:: Data supplied
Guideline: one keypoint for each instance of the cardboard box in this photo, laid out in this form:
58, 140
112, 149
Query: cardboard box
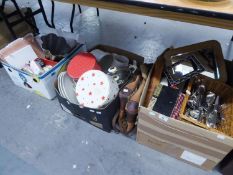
184, 141
100, 118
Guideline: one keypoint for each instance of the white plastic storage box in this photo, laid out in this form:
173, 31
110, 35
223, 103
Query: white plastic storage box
42, 85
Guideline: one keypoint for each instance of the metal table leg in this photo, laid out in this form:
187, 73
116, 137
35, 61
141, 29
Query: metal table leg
52, 14
72, 18
44, 14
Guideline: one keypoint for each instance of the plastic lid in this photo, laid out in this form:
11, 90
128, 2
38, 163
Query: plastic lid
80, 64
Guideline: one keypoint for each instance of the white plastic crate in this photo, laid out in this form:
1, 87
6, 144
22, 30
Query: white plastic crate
42, 85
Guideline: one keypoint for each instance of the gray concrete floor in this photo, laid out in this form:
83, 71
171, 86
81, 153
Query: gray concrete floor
37, 137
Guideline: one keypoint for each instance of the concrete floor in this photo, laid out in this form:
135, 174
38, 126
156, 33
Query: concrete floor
38, 138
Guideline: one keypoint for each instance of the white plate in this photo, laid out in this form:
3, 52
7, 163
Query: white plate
60, 84
68, 87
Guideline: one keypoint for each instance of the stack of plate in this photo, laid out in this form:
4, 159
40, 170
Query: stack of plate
95, 89
66, 87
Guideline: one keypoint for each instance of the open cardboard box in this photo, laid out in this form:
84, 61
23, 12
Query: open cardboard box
184, 141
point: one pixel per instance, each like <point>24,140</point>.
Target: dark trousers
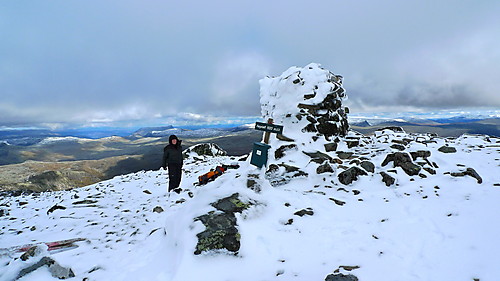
::::
_Exercise objective_
In your copy of the data above, leave out the pictures and repeat everything else exactly.

_Output_
Guideline: one keypoint for each instance of the cardboard box in this photo, laid out in this form:
58, 140
112, 149
Query: cardboard box
184, 141
100, 118
Guideline: one keypoint for each instance of the white plastic storage box in this photo, laid out in this form:
173, 31
110, 35
223, 103
Query: white plastic storage box
42, 85
Guideline: one keypoint for each instance of the metal table leg in this photo, laid out in this form:
187, 73
116, 137
35, 61
141, 29
Query: metal table leg
52, 14
72, 18
44, 14
Guideline: one keypoint for each instance of the plastic lid in this photo, laid out in this form:
11, 90
128, 2
38, 163
Query: plastic lid
80, 64
Guideline: one keypoint for each instance of the white plastic crate in this photo, laid out in this form:
1, 87
6, 144
22, 30
Query: white plastic crate
42, 85
Guideline: one keypoint for each instance of the gray concrete floor in this photo, laid out in this form:
83, 71
171, 86
81, 153
Query: gray concrete floor
37, 137
Guideline: one keypoint for each instance of the concrete floor in this photo, laid out in this form:
135, 174
38, 126
156, 33
Query: concrete floor
38, 138
Guideline: one keypoint for each instance of the white plate in this photo, laid out in this form:
3, 52
7, 163
Query: white plate
60, 84
68, 87
Guideline: one keypoint for each instance of the stack of plate in this photo, laid out in this form:
4, 159
40, 170
Query: stack of plate
95, 89
66, 87
Guideline: one keypoint for each instance of the open cardboard box in this photo, laid out in this form:
84, 61
23, 12
Query: open cardboard box
184, 141
point: one pixel per instance, each like <point>24,140</point>.
Target: dark trousers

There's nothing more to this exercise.